[TASK REQUIREMENTS]
**A.** In the news item on Chinese migrant construction labourers, what did China's Parliament pass before the report came out?
**B.** Please say whether each statement agrees with the news item on Chinese migrant construction labourers, answering yes or no and quoting the deciding words: (i) The survey found that most of the labourers have basic insurance. (ii) The report followed a scandal involving slave labour at brick kilns. (iii) The labourers feel closely connected to urban society.
**C.** Retype the part of the news item on Chinese migrant construction labourers between "Beijing: Chinese migrant" and "prompted nation-wide outrage.", inclusive.

[EXTRACT TO READ]
▽
Chinese migrant construction labourers are overworked, feel isolated from urban society and mostly lack basic insurance, state media reported recently, citing a survey.

Beijing: Chinese migrant construction labourers are overworked, feel isolated from urban society and mostly lack basic insurance, state media reported recently, citing a survey. The report comes after China's rubber-stamp Parliament passed a labour law giving greater protection to workers' rights. It also follows a brick kiln slave labour scandal that prompted nation-wide outrage.
△
[SOURCE EXCERPT]
▽
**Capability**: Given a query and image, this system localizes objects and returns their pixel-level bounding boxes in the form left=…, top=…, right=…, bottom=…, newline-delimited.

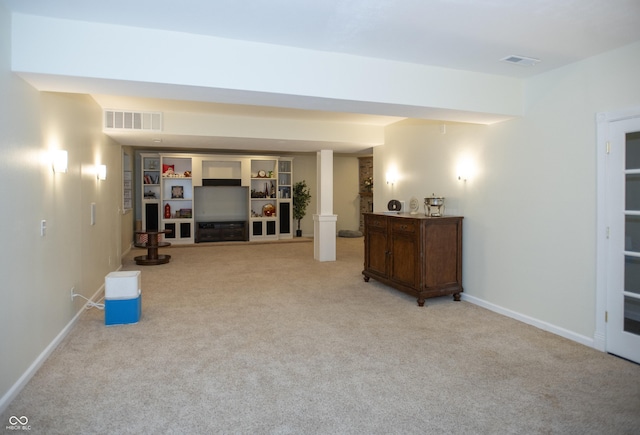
△
[TASK-BY-TASK ANSWERS]
**A.** A labour law giving greater protection to workers' rights.

**B.**
(i) No: "mostly lack basic insurance"
(ii) Yes: "It also follows a brick kiln slave labour scandal"
(iii) No: "feel isolated from urban society"

**C.**
Beijing: Chinese migrant construction labourers are overworked, feel isolated from urban society and mostly lack basic insurance, state media reported recently, citing a survey. The report comes after China's rubber-stamp Parliament passed a labour law giving greater protection to workers' rights. It also follows a brick kiln slave labour scandal that prompted nation-wide outrage.